**Try it**
Find the line in the data below that contains "Shelf-audit task: drop a dot on every instance of the small". Return that line and all the lines after it, unchanged.

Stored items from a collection
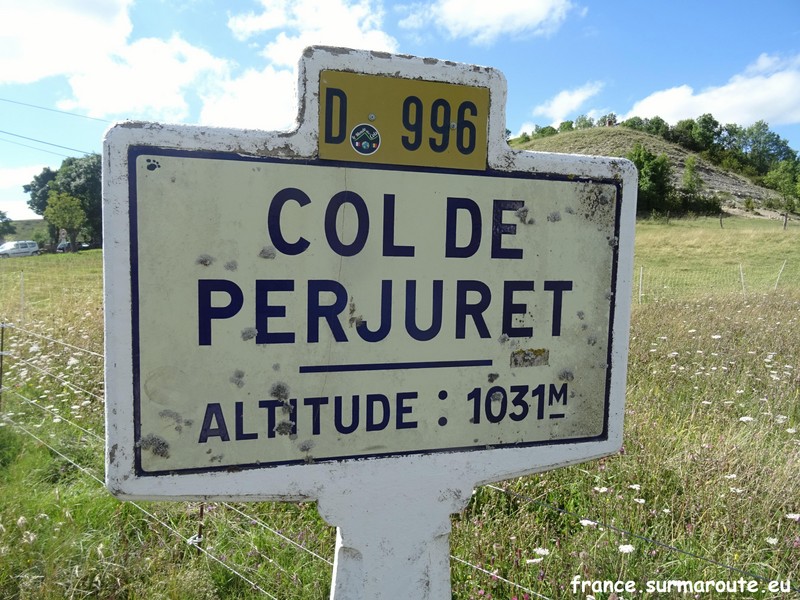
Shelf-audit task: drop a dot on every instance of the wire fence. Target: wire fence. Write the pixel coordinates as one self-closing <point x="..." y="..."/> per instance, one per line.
<point x="675" y="282"/>
<point x="71" y="360"/>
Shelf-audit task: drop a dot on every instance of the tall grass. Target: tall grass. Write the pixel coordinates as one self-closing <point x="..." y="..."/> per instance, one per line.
<point x="706" y="486"/>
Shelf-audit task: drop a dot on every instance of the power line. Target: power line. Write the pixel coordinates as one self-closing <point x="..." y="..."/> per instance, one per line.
<point x="43" y="142"/>
<point x="63" y="112"/>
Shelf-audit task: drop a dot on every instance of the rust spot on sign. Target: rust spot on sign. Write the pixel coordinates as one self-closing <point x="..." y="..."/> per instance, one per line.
<point x="530" y="357"/>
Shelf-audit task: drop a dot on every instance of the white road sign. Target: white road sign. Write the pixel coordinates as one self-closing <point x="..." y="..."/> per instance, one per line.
<point x="378" y="310"/>
<point x="389" y="281"/>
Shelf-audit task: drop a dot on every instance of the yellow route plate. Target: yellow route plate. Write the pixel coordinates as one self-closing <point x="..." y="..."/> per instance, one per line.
<point x="390" y="120"/>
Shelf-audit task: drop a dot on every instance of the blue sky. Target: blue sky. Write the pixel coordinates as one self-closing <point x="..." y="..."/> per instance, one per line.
<point x="70" y="68"/>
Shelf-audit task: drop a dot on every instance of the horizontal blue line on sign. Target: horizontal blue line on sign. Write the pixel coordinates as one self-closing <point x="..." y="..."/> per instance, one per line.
<point x="436" y="364"/>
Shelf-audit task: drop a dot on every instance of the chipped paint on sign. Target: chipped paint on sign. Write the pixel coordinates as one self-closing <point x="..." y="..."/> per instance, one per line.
<point x="404" y="310"/>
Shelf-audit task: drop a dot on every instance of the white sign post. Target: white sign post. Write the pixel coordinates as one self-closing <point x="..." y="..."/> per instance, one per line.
<point x="379" y="310"/>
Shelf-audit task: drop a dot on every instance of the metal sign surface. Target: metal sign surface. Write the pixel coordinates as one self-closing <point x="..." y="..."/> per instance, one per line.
<point x="282" y="306"/>
<point x="322" y="312"/>
<point x="389" y="120"/>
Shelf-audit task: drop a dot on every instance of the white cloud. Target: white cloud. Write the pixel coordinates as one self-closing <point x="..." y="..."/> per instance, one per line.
<point x="53" y="37"/>
<point x="304" y="23"/>
<point x="484" y="22"/>
<point x="768" y="89"/>
<point x="567" y="102"/>
<point x="148" y="79"/>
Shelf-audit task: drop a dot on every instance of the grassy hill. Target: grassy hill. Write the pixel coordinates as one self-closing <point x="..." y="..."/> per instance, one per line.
<point x="733" y="189"/>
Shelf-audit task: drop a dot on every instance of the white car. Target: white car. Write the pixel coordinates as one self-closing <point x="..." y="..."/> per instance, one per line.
<point x="24" y="248"/>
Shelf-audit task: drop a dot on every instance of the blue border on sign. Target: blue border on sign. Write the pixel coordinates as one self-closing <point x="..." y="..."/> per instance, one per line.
<point x="134" y="151"/>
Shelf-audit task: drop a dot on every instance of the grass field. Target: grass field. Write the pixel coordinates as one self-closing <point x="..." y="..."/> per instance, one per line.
<point x="705" y="488"/>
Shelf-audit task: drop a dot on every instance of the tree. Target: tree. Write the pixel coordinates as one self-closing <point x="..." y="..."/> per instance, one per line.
<point x="692" y="182"/>
<point x="657" y="126"/>
<point x="81" y="178"/>
<point x="636" y="123"/>
<point x="545" y="131"/>
<point x="608" y="120"/>
<point x="65" y="212"/>
<point x="706" y="132"/>
<point x="683" y="133"/>
<point x="655" y="187"/>
<point x="783" y="178"/>
<point x="38" y="190"/>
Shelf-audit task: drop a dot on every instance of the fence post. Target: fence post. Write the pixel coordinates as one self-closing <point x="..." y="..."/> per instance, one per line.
<point x="2" y="354"/>
<point x="779" y="274"/>
<point x="22" y="296"/>
<point x="641" y="277"/>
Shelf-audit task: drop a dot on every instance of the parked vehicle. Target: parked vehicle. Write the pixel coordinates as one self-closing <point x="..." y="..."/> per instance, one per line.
<point x="66" y="246"/>
<point x="22" y="248"/>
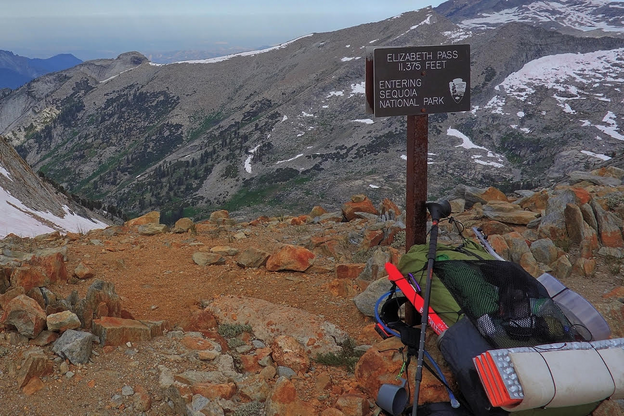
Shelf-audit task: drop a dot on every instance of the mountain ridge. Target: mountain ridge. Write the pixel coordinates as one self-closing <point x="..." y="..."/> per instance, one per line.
<point x="16" y="70"/>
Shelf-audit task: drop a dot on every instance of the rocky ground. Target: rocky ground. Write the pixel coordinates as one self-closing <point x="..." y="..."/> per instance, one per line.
<point x="230" y="318"/>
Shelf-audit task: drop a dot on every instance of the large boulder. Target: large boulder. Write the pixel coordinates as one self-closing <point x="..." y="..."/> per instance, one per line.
<point x="553" y="224"/>
<point x="358" y="203"/>
<point x="149" y="218"/>
<point x="608" y="227"/>
<point x="289" y="257"/>
<point x="26" y="315"/>
<point x="76" y="346"/>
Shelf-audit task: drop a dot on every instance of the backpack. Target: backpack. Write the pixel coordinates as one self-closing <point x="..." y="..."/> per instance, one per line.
<point x="415" y="262"/>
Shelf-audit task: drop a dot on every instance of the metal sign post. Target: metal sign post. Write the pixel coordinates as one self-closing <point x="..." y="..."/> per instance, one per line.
<point x="416" y="192"/>
<point x="417" y="81"/>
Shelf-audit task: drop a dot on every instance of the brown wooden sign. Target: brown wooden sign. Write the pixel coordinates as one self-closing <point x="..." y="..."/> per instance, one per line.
<point x="418" y="80"/>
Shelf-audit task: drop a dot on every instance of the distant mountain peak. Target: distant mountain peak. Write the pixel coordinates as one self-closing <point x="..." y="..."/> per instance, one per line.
<point x="600" y="16"/>
<point x="16" y="70"/>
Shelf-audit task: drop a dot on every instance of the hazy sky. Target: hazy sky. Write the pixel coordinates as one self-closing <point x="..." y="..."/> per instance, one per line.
<point x="105" y="28"/>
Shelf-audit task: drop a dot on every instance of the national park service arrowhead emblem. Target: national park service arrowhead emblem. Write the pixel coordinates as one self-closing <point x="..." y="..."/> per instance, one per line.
<point x="458" y="89"/>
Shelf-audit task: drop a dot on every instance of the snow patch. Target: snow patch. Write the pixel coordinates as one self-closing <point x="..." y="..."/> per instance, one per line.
<point x="359" y="88"/>
<point x="22" y="221"/>
<point x="248" y="53"/>
<point x="612" y="127"/>
<point x="555" y="72"/>
<point x="250" y="157"/>
<point x="5" y="173"/>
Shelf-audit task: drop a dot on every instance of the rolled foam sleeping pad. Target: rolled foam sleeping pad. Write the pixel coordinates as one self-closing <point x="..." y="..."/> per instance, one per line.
<point x="562" y="378"/>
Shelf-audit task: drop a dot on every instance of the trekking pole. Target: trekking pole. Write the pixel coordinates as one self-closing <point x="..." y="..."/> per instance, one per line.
<point x="437" y="210"/>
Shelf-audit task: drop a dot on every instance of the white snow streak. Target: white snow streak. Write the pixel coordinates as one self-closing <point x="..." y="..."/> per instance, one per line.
<point x="335" y="94"/>
<point x="469" y="145"/>
<point x="22" y="221"/>
<point x="248" y="53"/>
<point x="596" y="155"/>
<point x="289" y="160"/>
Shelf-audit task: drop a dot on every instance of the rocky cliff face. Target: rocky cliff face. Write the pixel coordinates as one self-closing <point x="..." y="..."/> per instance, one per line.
<point x="287" y="126"/>
<point x="16" y="70"/>
<point x="270" y="316"/>
<point x="31" y="207"/>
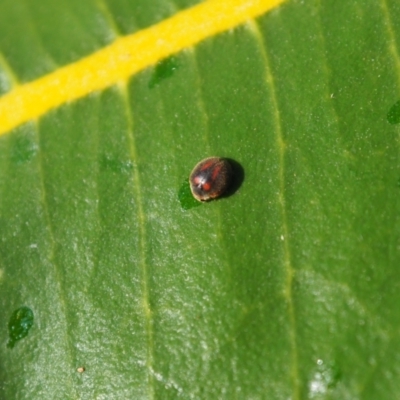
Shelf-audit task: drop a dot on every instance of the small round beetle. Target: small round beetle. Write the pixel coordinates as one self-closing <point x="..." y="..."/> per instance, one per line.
<point x="210" y="178"/>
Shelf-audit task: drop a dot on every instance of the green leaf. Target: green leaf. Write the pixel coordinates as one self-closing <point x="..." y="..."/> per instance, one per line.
<point x="287" y="289"/>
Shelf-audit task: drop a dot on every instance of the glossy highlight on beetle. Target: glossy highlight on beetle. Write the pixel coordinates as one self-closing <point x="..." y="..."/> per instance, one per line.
<point x="210" y="178"/>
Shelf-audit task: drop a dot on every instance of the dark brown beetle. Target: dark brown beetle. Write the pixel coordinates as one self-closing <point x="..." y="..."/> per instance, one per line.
<point x="210" y="178"/>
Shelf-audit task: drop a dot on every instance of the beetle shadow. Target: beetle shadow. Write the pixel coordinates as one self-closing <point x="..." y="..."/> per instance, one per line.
<point x="238" y="176"/>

**Result**
Shelf-audit task: drop a dot on every instance of the small round beetle. Target: small round beetle. Write the pixel coordinates as one self-closing <point x="..." y="..."/> per instance, one per line.
<point x="210" y="178"/>
Shelf-audit task: drop a dot on every instance of the green leaf. Target: green leaf. Write the pixel coordinates as one self-closing <point x="..." y="..."/> per instance, one per line.
<point x="287" y="289"/>
Shelf-audit task: drop a dot on every instance of the glossy highlight on beetle. Target: glossy highlight on beetle. Write the pixel coordinates as one self-closing <point x="..." y="..."/> per instance, one per line.
<point x="210" y="178"/>
Shelf-audit task: drop a dot on every instance of the dark brown beetle. Target: dark brown beetle. Write the pixel coordinates as one self-closing <point x="..." y="..."/> per instance, one per line.
<point x="210" y="178"/>
Shelf-audit task: drop a dot on every instance of the beetle shadow. Target: beetle shadow. Write the pixel coordinates as one self-closing <point x="..." y="..."/> per instance, one per line.
<point x="238" y="176"/>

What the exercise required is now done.